• Challenge:
From the listing below, extract every line that contains the word "field".

• The records:
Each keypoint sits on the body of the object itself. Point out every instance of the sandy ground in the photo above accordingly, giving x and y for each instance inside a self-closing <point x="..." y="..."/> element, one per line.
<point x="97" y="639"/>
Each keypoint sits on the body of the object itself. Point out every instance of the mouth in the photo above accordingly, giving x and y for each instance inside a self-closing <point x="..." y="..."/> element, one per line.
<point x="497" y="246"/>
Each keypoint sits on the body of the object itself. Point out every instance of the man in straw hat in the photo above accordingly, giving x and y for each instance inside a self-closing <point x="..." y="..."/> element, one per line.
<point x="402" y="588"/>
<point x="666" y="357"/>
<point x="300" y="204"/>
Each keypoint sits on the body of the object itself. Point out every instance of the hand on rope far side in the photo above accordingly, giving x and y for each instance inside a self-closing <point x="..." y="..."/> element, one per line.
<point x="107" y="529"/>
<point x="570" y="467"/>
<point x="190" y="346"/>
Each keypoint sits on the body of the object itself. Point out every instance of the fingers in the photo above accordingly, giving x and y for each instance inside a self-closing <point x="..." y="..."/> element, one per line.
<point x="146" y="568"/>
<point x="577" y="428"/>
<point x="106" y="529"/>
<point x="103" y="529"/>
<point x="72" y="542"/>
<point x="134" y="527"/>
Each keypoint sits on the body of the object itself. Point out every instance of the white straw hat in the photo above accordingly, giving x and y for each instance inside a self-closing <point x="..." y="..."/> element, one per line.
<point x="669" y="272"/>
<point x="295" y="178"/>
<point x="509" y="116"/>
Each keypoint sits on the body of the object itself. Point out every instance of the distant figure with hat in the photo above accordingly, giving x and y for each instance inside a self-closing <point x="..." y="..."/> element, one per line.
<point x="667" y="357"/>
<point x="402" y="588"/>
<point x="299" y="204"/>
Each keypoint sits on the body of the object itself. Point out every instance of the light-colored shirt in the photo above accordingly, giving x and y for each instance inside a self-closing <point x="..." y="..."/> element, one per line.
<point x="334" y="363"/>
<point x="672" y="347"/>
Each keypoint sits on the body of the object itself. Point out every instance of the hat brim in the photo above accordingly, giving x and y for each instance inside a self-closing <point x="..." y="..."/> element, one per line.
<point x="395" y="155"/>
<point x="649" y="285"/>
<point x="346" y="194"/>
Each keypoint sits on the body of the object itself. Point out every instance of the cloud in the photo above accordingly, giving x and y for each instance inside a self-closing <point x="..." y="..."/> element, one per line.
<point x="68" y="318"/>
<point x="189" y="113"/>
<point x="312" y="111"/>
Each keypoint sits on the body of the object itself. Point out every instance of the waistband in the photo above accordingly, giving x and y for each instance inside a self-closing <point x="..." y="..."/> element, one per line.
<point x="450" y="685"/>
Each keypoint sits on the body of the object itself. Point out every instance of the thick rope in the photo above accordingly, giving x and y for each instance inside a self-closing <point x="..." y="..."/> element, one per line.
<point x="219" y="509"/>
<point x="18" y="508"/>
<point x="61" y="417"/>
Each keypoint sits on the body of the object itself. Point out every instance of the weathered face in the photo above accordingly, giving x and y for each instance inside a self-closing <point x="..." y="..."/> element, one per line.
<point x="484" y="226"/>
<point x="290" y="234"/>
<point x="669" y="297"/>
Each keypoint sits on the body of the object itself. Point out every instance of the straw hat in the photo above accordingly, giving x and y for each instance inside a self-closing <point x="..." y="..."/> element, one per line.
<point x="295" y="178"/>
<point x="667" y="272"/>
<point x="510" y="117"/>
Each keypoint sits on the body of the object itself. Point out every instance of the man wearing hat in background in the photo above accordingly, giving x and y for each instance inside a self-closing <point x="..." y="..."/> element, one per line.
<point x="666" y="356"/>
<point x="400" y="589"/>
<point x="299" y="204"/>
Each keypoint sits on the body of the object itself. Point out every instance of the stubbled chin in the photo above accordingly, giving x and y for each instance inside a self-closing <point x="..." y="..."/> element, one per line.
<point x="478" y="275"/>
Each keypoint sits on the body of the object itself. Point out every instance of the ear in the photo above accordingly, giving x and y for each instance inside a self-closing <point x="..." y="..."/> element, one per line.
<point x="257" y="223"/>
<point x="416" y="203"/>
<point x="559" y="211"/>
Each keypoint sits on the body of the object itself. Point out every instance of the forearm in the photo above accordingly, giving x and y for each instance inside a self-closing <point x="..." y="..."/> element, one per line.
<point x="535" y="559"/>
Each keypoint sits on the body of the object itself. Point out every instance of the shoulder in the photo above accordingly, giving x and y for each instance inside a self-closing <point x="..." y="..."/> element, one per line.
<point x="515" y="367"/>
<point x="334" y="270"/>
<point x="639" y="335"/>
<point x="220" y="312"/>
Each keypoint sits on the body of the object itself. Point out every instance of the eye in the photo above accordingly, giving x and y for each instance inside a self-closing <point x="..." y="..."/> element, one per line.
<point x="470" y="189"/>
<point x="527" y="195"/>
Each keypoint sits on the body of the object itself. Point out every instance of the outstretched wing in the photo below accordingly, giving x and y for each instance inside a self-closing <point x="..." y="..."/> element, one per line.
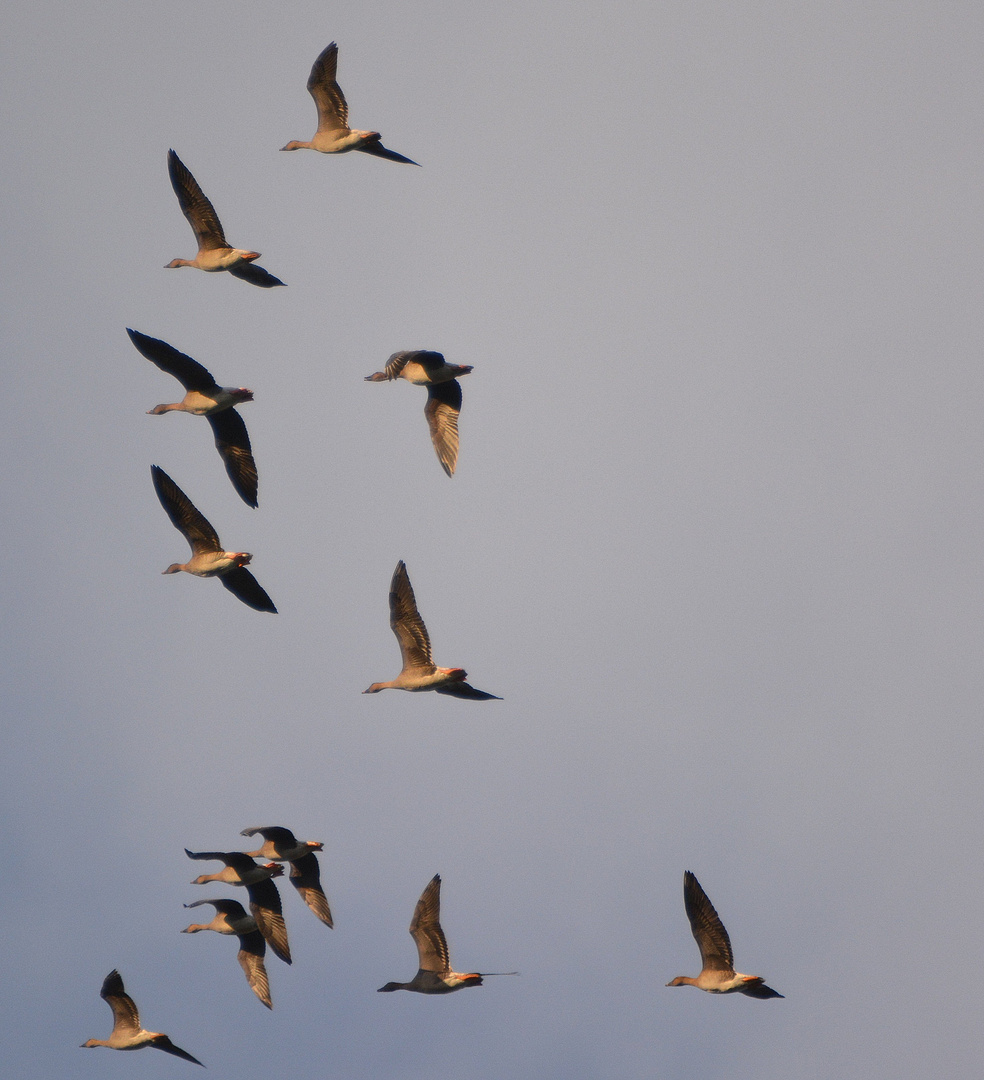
<point x="333" y="110"/>
<point x="188" y="372"/>
<point x="282" y="838"/>
<point x="443" y="406"/>
<point x="463" y="690"/>
<point x="405" y="621"/>
<point x="242" y="584"/>
<point x="125" y="1016"/>
<point x="184" y="514"/>
<point x="252" y="949"/>
<point x="266" y="907"/>
<point x="378" y="150"/>
<point x="255" y="274"/>
<point x="426" y="929"/>
<point x="162" y="1042"/>
<point x="238" y="860"/>
<point x="232" y="443"/>
<point x="709" y="931"/>
<point x="194" y="205"/>
<point x="306" y="878"/>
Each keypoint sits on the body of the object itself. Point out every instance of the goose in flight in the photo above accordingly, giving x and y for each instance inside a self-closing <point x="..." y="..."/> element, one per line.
<point x="207" y="557"/>
<point x="126" y="1031"/>
<point x="430" y="369"/>
<point x="419" y="671"/>
<point x="281" y="845"/>
<point x="435" y="974"/>
<point x="214" y="253"/>
<point x="205" y="397"/>
<point x="231" y="918"/>
<point x="717" y="971"/>
<point x="334" y="134"/>
<point x="265" y="903"/>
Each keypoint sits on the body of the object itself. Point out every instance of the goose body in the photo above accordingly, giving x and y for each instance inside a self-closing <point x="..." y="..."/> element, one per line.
<point x="425" y="368"/>
<point x="209" y="558"/>
<point x="434" y="974"/>
<point x="231" y="918"/>
<point x="205" y="397"/>
<point x="334" y="134"/>
<point x="214" y="253"/>
<point x="717" y="962"/>
<point x="281" y="845"/>
<point x="419" y="671"/>
<point x="127" y="1033"/>
<point x="265" y="902"/>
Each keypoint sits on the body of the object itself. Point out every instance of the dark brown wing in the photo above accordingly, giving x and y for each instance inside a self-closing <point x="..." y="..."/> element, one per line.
<point x="252" y="950"/>
<point x="443" y="406"/>
<point x="162" y="1042"/>
<point x="232" y="444"/>
<point x="199" y="211"/>
<point x="756" y="988"/>
<point x="238" y="860"/>
<point x="426" y="929"/>
<point x="242" y="584"/>
<point x="306" y="878"/>
<point x="405" y="621"/>
<point x="333" y="110"/>
<point x="378" y="150"/>
<point x="255" y="274"/>
<point x="125" y="1016"/>
<point x="184" y="514"/>
<point x="188" y="372"/>
<point x="396" y="363"/>
<point x="267" y="908"/>
<point x="283" y="838"/>
<point x="463" y="690"/>
<point x="231" y="908"/>
<point x="709" y="931"/>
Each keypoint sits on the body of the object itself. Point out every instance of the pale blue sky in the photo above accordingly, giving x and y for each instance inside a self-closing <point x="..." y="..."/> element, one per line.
<point x="715" y="532"/>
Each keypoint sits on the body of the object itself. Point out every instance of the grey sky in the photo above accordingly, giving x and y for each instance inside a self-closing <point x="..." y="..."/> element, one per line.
<point x="715" y="532"/>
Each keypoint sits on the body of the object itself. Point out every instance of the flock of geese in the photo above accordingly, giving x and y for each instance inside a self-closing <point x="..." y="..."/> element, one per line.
<point x="264" y="925"/>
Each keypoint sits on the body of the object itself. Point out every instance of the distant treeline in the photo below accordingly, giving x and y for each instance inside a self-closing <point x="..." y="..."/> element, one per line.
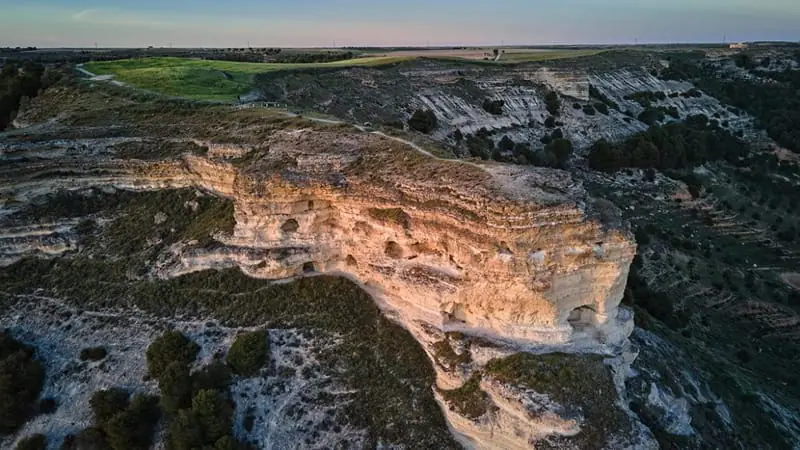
<point x="18" y="81"/>
<point x="775" y="105"/>
<point x="675" y="145"/>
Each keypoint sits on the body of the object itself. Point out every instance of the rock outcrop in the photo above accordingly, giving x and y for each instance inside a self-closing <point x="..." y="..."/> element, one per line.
<point x="514" y="255"/>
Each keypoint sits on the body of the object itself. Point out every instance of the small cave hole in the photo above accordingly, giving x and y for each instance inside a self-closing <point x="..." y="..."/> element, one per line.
<point x="290" y="226"/>
<point x="393" y="250"/>
<point x="581" y="317"/>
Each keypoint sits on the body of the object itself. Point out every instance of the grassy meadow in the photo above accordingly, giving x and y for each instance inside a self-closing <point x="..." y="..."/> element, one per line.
<point x="200" y="79"/>
<point x="213" y="80"/>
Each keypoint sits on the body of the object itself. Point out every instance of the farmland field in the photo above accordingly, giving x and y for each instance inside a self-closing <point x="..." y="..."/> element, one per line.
<point x="213" y="80"/>
<point x="206" y="79"/>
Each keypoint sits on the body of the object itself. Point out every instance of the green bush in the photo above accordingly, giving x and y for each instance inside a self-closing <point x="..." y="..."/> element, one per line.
<point x="207" y="422"/>
<point x="35" y="442"/>
<point x="168" y="348"/>
<point x="672" y="146"/>
<point x="175" y="385"/>
<point x="93" y="354"/>
<point x="133" y="428"/>
<point x="249" y="353"/>
<point x="494" y="107"/>
<point x="423" y="121"/>
<point x="552" y="103"/>
<point x="107" y="403"/>
<point x="468" y="400"/>
<point x="92" y="438"/>
<point x="21" y="380"/>
<point x="562" y="149"/>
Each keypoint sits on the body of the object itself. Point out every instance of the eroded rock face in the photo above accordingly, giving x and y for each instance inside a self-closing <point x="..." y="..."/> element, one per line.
<point x="493" y="258"/>
<point x="516" y="255"/>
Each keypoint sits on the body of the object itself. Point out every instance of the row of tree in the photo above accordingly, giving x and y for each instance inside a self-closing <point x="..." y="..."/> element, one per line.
<point x="18" y="81"/>
<point x="775" y="105"/>
<point x="672" y="146"/>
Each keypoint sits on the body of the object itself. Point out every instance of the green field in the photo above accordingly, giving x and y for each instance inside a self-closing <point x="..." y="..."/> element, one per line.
<point x="512" y="56"/>
<point x="200" y="79"/>
<point x="206" y="79"/>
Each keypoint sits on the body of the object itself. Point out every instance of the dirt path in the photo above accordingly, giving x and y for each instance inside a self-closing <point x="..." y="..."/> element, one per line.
<point x="109" y="78"/>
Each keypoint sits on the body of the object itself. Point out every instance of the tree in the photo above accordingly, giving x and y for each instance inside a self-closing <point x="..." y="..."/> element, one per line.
<point x="562" y="149"/>
<point x="249" y="353"/>
<point x="170" y="347"/>
<point x="213" y="414"/>
<point x="175" y="384"/>
<point x="35" y="442"/>
<point x="133" y="428"/>
<point x="107" y="403"/>
<point x="494" y="107"/>
<point x="21" y="380"/>
<point x="552" y="103"/>
<point x="423" y="121"/>
<point x="506" y="144"/>
<point x="605" y="157"/>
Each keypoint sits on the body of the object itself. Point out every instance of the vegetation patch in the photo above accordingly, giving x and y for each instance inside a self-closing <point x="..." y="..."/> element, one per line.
<point x="171" y="347"/>
<point x="21" y="380"/>
<point x="444" y="354"/>
<point x="582" y="384"/>
<point x="35" y="442"/>
<point x="93" y="354"/>
<point x="249" y="353"/>
<point x="671" y="146"/>
<point x="201" y="79"/>
<point x="469" y="400"/>
<point x="424" y="121"/>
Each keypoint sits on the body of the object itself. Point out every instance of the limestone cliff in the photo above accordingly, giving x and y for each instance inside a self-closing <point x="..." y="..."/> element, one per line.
<point x="513" y="255"/>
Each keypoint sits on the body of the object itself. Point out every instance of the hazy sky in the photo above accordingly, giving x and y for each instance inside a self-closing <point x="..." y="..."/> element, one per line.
<point x="227" y="23"/>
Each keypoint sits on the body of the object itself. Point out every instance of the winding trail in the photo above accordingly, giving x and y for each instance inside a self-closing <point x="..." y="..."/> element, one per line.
<point x="110" y="78"/>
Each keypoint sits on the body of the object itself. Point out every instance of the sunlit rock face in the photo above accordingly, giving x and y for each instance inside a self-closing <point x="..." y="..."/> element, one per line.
<point x="515" y="255"/>
<point x="506" y="253"/>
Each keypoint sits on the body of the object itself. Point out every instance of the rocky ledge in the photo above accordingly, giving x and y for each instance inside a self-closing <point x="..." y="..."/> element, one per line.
<point x="507" y="258"/>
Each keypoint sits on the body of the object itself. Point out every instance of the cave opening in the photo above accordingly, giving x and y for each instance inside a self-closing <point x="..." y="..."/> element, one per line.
<point x="581" y="317"/>
<point x="290" y="226"/>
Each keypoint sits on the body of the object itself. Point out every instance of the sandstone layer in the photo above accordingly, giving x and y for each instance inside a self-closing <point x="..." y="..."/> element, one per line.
<point x="518" y="256"/>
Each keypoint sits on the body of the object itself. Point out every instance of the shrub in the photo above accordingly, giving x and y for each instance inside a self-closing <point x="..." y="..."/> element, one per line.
<point x="423" y="121"/>
<point x="133" y="428"/>
<point x="175" y="384"/>
<point x="21" y="380"/>
<point x="35" y="442"/>
<point x="506" y="144"/>
<point x="93" y="354"/>
<point x="552" y="103"/>
<point x="91" y="438"/>
<point x="494" y="106"/>
<point x="216" y="375"/>
<point x="107" y="403"/>
<point x="562" y="149"/>
<point x="249" y="353"/>
<point x="47" y="405"/>
<point x="170" y="347"/>
<point x="468" y="400"/>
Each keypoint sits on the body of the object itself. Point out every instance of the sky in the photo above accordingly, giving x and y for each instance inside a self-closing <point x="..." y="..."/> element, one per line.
<point x="324" y="23"/>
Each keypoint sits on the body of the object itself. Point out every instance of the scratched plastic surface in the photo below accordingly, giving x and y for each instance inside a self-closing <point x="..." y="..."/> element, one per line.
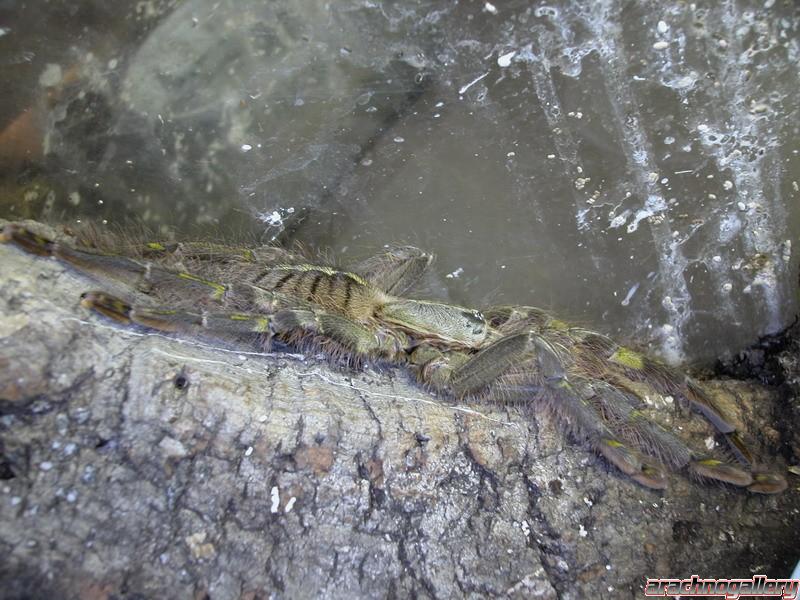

• Expected answer:
Each keypoint sits on the body of the object itself. Point out every instance of the farmland field in the photo above accordingly, giving x and y for each instance inside a self-closing <point x="..." y="..."/> element, one per line.
Each keypoint sits on the body of the object itself. Point out every instance of the green field in the photo above accordingly, giving x and y for each instance inside a self-closing <point x="..." y="..."/> element, one per line.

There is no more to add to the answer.